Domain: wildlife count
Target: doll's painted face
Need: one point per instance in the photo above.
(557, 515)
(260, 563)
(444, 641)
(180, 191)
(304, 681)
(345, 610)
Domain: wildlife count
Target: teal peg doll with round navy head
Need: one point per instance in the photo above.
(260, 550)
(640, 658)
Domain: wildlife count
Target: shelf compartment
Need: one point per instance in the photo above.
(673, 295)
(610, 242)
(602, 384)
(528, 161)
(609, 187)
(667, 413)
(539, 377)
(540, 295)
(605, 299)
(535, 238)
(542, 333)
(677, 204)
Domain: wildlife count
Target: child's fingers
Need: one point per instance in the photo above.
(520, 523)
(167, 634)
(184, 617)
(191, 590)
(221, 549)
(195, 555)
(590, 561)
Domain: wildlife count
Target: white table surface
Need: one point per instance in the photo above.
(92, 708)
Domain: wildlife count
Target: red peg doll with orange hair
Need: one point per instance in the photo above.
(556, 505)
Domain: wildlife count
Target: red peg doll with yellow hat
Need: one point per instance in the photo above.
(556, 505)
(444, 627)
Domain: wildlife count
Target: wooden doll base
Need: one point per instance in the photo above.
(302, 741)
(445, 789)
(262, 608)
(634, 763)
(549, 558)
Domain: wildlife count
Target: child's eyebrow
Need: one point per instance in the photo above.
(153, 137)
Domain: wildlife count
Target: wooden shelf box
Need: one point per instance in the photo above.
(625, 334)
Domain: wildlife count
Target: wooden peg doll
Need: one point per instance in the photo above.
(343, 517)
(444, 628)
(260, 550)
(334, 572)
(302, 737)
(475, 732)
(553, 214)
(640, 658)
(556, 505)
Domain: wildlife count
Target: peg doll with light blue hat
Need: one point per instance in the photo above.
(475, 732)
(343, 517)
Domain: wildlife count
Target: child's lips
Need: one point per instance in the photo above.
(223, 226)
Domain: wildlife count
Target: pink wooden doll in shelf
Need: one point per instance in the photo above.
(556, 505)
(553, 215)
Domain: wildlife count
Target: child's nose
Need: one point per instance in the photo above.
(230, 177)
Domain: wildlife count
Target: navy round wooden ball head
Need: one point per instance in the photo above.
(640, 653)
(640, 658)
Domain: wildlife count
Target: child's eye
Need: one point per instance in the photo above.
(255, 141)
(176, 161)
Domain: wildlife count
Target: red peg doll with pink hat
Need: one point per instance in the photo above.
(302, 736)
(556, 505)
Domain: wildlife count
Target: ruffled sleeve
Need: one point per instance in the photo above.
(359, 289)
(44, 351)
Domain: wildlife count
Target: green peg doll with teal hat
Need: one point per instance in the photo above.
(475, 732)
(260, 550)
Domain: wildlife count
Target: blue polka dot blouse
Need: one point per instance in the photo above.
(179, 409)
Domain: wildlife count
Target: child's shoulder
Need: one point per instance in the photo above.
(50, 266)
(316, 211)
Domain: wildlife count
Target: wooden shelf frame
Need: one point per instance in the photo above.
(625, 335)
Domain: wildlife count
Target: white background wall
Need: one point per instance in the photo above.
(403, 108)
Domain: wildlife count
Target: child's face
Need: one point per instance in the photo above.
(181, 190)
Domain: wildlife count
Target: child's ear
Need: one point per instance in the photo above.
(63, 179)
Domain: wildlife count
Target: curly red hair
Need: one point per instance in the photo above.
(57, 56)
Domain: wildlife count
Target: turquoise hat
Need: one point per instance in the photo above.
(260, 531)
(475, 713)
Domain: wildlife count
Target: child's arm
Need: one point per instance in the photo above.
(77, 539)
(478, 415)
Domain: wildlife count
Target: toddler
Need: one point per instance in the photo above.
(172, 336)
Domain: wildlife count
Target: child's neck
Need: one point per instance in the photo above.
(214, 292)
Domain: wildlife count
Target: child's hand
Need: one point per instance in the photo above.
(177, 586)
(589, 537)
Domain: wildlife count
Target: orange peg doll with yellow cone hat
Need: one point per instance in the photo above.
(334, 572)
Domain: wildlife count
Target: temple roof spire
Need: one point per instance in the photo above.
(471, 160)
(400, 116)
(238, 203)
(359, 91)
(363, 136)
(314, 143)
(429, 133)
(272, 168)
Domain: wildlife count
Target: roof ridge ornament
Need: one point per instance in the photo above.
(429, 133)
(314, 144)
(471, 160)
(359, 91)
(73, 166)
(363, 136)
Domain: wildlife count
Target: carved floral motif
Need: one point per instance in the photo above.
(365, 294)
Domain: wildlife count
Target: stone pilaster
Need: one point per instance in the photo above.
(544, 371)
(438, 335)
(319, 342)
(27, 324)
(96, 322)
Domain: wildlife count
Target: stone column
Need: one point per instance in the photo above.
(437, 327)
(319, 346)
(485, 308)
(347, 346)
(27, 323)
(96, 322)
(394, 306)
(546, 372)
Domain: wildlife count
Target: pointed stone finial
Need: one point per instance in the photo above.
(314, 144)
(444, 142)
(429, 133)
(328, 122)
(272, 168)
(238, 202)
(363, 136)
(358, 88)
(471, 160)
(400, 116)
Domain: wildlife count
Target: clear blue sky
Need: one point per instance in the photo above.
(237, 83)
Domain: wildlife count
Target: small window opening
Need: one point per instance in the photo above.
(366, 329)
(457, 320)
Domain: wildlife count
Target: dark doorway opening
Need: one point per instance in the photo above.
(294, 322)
·····
▸ Directive
Pull out each record as written and restate it exactly.

▸ Full output
Domain: wildlife count
Target: doll's painted face
Need: one point per instance in the photo above.
(557, 515)
(260, 563)
(444, 641)
(180, 191)
(304, 681)
(345, 610)
Domain: wildlife count
Target: teal peg doll with round navy head
Need: one point per instance in the photo above.
(260, 550)
(640, 658)
Domain: wildlife count
Target: shelf compartment
Need: one point per instance in the photo above.
(673, 295)
(610, 242)
(602, 384)
(528, 161)
(609, 187)
(667, 413)
(539, 377)
(540, 295)
(605, 299)
(535, 238)
(542, 333)
(677, 204)
Domain: wildlife count
Target: child's fingers
Need: one point per instance in the photo above.
(520, 523)
(167, 634)
(184, 617)
(191, 590)
(221, 549)
(195, 555)
(590, 561)
Domain: wildlife count
Target: white table surface
Need: one point per instance in the photo above.
(92, 708)
Domain: wildlife count
Target: red peg doll with orange hair
Need: one point per instance in the photo above.
(556, 505)
Domain: wildlife count
Target: red peg doll with yellow hat
Need: one point per instance in the photo above.
(556, 505)
(444, 627)
Domain: wildlife count
Target: wooden doll base
Need: one point per instance in the photo above.
(302, 741)
(445, 789)
(262, 608)
(634, 763)
(549, 558)
Domain: wildlife count
Target: child's eyebrow
Need: one point per instance in the photo above.
(153, 137)
Domain: wildlife count
Target: wooden shelf box
Need: one point per instance in the photo above.
(625, 334)
Domain: wildlife count
Target: wooden peg doll
Need: one point per instance in the photo above.
(343, 517)
(444, 628)
(260, 550)
(334, 572)
(302, 737)
(475, 732)
(553, 214)
(640, 658)
(556, 505)
Domain: wildlife count
Target: peg doll with light blue hat
Need: one point per instance in the photo above.
(475, 732)
(343, 517)
Domain: wildlife count
Target: child's lips
Need: one point per instance in the photo above.
(223, 226)
Domain: wildlife count
Target: pink wooden doll in shelf
Need: one point per instance in the photo above.
(556, 505)
(553, 215)
Domain: wildlife count
Target: child's nose
Need: one point per instance in the photo above.
(230, 177)
Domain: wildlife count
Target: navy round wooden ball head
Need: one point per instance in the photo above.
(640, 653)
(640, 658)
Domain: wildlife count
Target: child's eye
Need: one point per instance in the photo above.
(255, 141)
(176, 161)
Domain: wildlife count
Target: red peg doll with pink hat
Need: one point per instance in the photo above.
(302, 736)
(556, 505)
Domain: wildlife count
Target: ruffled sleeve
Need: one point per instance in the photo above.
(359, 289)
(44, 351)
Domain: wildlife count
Target: green peg doll with teal hat
Need: one point per instance in the photo above.
(475, 732)
(260, 550)
Domain: wildlife count
Target: blue polka dot blouse
Need: one point per instance in the photo above.
(179, 409)
Domain: wildlife count
Target: child's shoulder
Need: one point per instance in the photo above.
(50, 266)
(316, 211)
Domain: wildlife count
Target: wooden shelf frame
Need: one point per instance in the photo above.
(625, 335)
Domain: wildlife count
Target: white background wall
Need: one point per instance in the photo above.
(403, 108)
Domain: wildlife count
Target: child's face
Need: one point per instance in the photo above.
(181, 190)
Domain: wildlife count
Target: child's ear
Need: one point per instance in the photo above.
(63, 179)
Domain: wildlife count
Target: curly red hair
Need: one point per instance in the photo above.
(57, 56)
Domain: wildlife count
Target: turquoise hat
Need: one point per instance in the photo above.
(260, 531)
(475, 713)
Domain: wildlife count
Target: child's arm
Need: one point per instance in the photo above.
(77, 539)
(478, 415)
Domain: wildlife count
Target: toddler
Need: one point per instance in the photo above.
(172, 336)
Domain: wildlife count
Target: child's neck
Need: one point per instance in the photo above.
(214, 292)
Domain: wildlife count
Target: child's hand
Need: one point per instance in the photo above.
(177, 586)
(589, 537)
Domain: wildlife count
Target: orange peg doll with yellow cone hat
Need: one point per instance in the photo above.
(334, 572)
Domain: wildlife count
Target: temple roof spire
Need: one point per instance in the photo above.
(471, 160)
(400, 116)
(238, 203)
(359, 91)
(363, 136)
(314, 143)
(429, 133)
(272, 168)
Domain: wildlife count
Target: roof ridge ornament
Need: one point per instance in the photo above.
(429, 133)
(314, 144)
(471, 160)
(359, 91)
(73, 166)
(363, 136)
Domain: wildlife count
Target: carved floral motif
Need: one point per instance in the photo above.
(365, 294)
Domain: wildlife count
Target: stone pilaster
Need: one point per instance in the photo above.
(544, 371)
(438, 335)
(319, 342)
(27, 324)
(96, 322)
Domain: wildlife count
Target: stone column
Need: one point per instance in the photo above.
(437, 327)
(319, 346)
(485, 308)
(347, 346)
(27, 323)
(96, 322)
(394, 306)
(546, 372)
Domain: wildlife count
Target: pointed stone finial
Need: one point per instance in the photo above.
(314, 144)
(444, 142)
(429, 133)
(328, 122)
(272, 168)
(238, 202)
(363, 136)
(358, 88)
(471, 160)
(400, 116)
Domain: wildlife count
Target: clear blue sky
Need: one point per instance in the photo above.
(237, 83)
Domain: wildlife count
Target: small window opening
Need: one point per instance in the photo above.
(366, 329)
(457, 320)
Domain: wildlife count
Target: dark doorway opening
Need: one point per instance in the photo above.
(294, 322)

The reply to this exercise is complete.